Task to carry out
According to the passage below about Odundo's exhibitions, what was the 2006 exhibition at the Samuel P. Harn Museum of Art titled?

━━ Source document

In 2006, her work was presented in an exhibition titled Resonance and Inspiration at the Samuel P. Harn Museum of Art of the University of Florida. This was her first solo exhibition in the US since 1997 and her first solo appearance in Florida. This exhibit was also the first time her drawings and sketches were presented alongside her vessels. Her free-form drawing style replicates the same shape and form as her vessels, serving as a glimpse into how Odundo perceives her three-dimensional works in two dimensions.

In 2019, there was a major exhibition that centred on a group of more than 50 of her works, alongside other works of art that Odundo saw as relating to or influencing her work; the exhibition was titled The Journey of Things. The show was displayed in two locations: The Hepworth Wakefield, West Yorkshire and then the Sainsbury Centre for Visual Arts, East Anglia.

━━━━
━━ Entries provided

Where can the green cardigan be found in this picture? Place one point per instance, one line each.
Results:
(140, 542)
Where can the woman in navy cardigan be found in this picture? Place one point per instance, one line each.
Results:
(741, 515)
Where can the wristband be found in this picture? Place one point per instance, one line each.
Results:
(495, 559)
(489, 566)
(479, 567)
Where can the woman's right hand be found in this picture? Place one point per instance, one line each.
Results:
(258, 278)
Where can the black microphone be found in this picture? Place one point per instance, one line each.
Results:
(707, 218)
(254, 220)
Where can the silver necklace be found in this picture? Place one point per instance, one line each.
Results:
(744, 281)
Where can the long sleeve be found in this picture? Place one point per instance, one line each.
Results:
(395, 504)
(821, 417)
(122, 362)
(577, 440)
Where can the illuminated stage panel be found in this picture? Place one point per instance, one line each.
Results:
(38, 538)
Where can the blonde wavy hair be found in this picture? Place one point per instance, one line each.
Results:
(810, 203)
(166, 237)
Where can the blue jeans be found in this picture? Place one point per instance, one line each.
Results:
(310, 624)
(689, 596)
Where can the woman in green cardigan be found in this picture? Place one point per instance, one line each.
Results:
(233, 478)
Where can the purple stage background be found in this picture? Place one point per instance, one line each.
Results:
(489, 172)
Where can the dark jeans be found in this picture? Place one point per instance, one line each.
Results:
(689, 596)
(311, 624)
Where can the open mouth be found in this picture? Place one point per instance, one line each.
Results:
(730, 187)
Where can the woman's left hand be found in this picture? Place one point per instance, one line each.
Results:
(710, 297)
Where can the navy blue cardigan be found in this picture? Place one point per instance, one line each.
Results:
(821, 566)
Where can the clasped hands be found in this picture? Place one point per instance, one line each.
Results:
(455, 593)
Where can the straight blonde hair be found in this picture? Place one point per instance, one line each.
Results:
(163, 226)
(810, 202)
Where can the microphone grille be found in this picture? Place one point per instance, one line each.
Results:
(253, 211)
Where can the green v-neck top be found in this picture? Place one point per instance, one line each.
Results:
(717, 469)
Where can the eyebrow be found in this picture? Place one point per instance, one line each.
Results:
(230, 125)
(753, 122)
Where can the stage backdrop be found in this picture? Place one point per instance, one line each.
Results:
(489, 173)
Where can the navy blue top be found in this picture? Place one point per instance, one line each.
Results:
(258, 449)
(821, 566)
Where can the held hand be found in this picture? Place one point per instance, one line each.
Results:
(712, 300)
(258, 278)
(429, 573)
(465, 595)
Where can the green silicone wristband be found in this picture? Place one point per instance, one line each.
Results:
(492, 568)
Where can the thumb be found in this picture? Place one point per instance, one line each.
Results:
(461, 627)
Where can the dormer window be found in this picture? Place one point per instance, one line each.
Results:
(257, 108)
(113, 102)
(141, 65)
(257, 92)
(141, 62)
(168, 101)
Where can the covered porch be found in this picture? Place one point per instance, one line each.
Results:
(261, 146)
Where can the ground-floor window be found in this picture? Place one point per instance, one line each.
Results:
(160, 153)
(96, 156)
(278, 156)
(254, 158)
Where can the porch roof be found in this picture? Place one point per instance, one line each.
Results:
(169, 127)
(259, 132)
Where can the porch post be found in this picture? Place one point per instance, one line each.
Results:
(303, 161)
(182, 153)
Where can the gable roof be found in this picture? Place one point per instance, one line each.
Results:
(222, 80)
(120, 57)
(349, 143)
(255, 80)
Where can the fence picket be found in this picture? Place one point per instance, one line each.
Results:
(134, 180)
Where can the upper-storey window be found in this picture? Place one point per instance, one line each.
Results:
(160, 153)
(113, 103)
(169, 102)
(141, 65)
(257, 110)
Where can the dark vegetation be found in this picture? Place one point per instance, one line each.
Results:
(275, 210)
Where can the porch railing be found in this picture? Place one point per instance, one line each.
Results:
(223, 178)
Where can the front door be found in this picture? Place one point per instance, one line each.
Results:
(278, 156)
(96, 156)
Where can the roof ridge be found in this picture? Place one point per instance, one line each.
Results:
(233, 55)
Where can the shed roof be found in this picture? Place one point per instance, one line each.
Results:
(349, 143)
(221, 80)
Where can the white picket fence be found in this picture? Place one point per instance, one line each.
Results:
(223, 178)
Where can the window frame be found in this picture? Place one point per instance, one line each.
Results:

━━━━

Output for this exercise
Resonance and Inspiration